# [About this exercise]
Using the listing, copy each whole line that features "mustache".

Start of Provided entries

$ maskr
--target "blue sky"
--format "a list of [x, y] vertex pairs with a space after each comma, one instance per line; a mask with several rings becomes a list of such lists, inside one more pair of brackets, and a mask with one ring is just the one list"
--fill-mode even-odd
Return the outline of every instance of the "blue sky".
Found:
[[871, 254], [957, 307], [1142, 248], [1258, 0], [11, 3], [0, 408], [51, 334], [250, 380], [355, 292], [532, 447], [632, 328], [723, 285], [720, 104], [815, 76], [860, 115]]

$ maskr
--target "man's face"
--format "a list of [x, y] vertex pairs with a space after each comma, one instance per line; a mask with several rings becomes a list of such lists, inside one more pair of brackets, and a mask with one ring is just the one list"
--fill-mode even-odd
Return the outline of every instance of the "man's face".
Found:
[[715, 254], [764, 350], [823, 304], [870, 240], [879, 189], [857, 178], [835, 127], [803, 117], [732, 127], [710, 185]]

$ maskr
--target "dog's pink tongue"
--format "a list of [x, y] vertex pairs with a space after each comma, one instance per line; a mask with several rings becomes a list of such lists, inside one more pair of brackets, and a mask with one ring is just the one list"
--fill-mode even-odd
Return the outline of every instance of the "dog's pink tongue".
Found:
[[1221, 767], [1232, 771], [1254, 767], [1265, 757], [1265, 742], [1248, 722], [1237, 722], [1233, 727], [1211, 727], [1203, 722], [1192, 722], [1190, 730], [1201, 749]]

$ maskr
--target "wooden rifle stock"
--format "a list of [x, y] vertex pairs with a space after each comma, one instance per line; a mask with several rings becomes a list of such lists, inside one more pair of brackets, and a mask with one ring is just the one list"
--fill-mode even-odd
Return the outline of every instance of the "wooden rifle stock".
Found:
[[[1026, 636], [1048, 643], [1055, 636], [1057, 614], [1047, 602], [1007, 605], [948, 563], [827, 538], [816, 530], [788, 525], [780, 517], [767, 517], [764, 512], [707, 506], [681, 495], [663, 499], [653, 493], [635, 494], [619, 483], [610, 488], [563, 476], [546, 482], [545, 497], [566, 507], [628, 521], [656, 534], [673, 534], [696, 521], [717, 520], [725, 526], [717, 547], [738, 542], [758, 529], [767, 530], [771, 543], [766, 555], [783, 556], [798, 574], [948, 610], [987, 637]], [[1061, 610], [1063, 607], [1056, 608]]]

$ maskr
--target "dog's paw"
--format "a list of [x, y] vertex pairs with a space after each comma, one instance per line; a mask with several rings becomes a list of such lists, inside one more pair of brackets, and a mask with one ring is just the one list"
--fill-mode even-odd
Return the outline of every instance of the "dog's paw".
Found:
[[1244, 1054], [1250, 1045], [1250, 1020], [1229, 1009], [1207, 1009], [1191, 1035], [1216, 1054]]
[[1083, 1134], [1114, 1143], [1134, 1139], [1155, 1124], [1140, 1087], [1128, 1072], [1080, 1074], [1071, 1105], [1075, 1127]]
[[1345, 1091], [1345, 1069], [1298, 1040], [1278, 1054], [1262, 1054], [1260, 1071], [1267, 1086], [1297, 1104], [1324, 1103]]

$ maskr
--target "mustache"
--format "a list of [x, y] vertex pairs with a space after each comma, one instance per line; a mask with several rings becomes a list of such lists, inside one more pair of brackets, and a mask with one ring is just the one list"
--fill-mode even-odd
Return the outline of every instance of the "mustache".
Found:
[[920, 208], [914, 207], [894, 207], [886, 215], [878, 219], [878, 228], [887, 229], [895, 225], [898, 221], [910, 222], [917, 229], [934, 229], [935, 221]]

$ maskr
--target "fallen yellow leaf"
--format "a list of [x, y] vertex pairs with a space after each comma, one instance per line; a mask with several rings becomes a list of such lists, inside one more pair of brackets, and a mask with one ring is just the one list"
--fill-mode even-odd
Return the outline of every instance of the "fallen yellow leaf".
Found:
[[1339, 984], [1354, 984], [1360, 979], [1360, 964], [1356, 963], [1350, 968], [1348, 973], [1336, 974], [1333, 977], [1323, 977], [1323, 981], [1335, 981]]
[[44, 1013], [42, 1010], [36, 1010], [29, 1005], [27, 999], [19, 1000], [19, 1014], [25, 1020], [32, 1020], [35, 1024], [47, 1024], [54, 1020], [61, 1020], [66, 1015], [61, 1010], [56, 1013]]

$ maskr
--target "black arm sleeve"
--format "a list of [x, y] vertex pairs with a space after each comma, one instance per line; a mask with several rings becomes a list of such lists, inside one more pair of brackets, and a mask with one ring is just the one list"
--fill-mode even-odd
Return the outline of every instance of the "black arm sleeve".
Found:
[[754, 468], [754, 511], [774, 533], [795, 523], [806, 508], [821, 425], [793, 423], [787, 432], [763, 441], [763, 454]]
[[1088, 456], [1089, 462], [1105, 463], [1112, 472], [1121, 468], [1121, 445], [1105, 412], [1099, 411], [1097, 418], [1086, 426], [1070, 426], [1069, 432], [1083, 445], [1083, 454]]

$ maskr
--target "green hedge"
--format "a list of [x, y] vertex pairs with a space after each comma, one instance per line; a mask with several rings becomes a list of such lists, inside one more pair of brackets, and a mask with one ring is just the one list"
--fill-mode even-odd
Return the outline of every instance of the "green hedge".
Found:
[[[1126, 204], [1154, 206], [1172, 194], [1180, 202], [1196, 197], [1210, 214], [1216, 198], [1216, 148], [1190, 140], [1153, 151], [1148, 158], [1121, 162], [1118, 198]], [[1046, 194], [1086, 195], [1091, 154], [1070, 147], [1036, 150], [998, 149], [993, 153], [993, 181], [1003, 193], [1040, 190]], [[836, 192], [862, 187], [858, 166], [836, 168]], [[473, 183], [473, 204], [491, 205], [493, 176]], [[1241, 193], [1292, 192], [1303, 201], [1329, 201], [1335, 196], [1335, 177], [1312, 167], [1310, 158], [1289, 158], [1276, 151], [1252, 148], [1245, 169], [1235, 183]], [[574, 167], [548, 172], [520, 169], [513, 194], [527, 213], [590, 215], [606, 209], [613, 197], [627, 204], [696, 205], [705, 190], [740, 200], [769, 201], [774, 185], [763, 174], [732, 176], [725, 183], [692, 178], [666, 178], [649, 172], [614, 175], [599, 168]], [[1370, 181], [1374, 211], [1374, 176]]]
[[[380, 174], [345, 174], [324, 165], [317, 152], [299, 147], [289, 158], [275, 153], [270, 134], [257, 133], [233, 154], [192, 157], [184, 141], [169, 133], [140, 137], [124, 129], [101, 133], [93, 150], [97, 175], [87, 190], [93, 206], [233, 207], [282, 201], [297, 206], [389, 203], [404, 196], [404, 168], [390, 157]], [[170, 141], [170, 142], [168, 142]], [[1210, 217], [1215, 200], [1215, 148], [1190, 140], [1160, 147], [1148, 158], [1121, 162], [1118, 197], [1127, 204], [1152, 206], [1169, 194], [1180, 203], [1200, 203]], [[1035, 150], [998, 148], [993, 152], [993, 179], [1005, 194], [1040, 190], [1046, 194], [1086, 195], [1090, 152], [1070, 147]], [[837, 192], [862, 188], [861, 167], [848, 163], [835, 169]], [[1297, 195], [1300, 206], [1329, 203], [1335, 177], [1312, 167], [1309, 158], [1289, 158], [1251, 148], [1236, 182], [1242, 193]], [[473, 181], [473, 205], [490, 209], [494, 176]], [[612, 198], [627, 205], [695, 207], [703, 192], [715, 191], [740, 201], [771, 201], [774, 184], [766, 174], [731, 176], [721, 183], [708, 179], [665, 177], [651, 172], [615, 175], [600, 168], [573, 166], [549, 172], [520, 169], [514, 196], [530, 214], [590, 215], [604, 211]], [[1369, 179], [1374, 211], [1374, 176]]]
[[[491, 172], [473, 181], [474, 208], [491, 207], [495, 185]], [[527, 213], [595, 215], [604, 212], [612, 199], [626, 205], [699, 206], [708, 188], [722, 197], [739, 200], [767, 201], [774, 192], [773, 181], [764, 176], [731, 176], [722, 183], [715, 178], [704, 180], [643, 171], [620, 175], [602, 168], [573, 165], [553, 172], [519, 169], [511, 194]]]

End of Provided entries

# [Written solution]
--target "mustache"
Return the outline of every instance of the "mustache".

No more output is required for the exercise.